» Assigned task:
Print the line that contains "of the green" and every line that follows it in the data below, ending with the final line; include nothing else.

(Referring expression data)
------------------------

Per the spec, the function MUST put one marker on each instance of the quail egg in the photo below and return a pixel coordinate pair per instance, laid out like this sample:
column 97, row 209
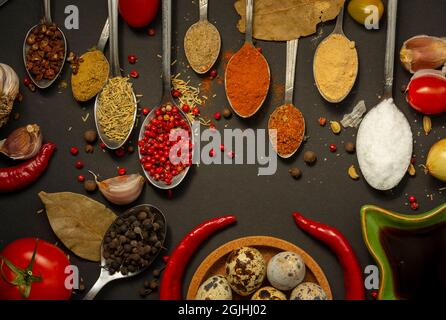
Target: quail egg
column 286, row 270
column 268, row 293
column 308, row 291
column 245, row 270
column 215, row 288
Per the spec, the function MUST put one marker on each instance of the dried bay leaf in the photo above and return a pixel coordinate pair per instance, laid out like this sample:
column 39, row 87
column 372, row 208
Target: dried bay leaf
column 287, row 19
column 78, row 221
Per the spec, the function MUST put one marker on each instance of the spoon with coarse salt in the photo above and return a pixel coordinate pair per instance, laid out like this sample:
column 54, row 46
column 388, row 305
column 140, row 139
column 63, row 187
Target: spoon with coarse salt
column 385, row 140
column 202, row 42
column 287, row 114
column 248, row 55
column 329, row 88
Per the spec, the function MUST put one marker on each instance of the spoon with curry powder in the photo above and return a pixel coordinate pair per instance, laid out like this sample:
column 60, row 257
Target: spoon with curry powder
column 247, row 76
column 286, row 125
column 202, row 42
column 115, row 108
column 335, row 64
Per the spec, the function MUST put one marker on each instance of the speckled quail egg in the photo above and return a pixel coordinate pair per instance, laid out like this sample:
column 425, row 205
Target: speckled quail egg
column 308, row 291
column 214, row 288
column 245, row 270
column 268, row 293
column 286, row 270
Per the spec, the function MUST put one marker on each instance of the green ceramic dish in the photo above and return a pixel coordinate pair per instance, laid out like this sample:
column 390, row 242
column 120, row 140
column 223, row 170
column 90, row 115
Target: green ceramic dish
column 374, row 219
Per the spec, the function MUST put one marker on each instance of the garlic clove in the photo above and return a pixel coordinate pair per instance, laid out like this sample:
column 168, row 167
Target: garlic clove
column 423, row 52
column 23, row 143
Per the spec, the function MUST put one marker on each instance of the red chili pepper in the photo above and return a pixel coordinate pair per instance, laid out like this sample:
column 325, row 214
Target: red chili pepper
column 335, row 240
column 21, row 176
column 172, row 280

------------------------

» Answer box:
Per the spec, the function MUST put one marker on each instance of the green ceramic dish in the photo above and return a pixel coordinate pair per instance, laid out like this sample:
column 390, row 242
column 120, row 140
column 223, row 170
column 90, row 115
Target: green ceramic dish
column 374, row 219
Per the spec, the function MUST put one marker on each instance of the garlic clove in the photo above and return a pixel coordinate pair per instance, laid out like this sample:
column 168, row 167
Target: garlic clove
column 423, row 52
column 23, row 143
Per the spec, the function MUST put one marker on each instance of the red chili pepper in the photo above and return a pixel coordinate pair per instance, laid out like this sample:
column 325, row 214
Target: red chili pepper
column 335, row 240
column 21, row 176
column 172, row 280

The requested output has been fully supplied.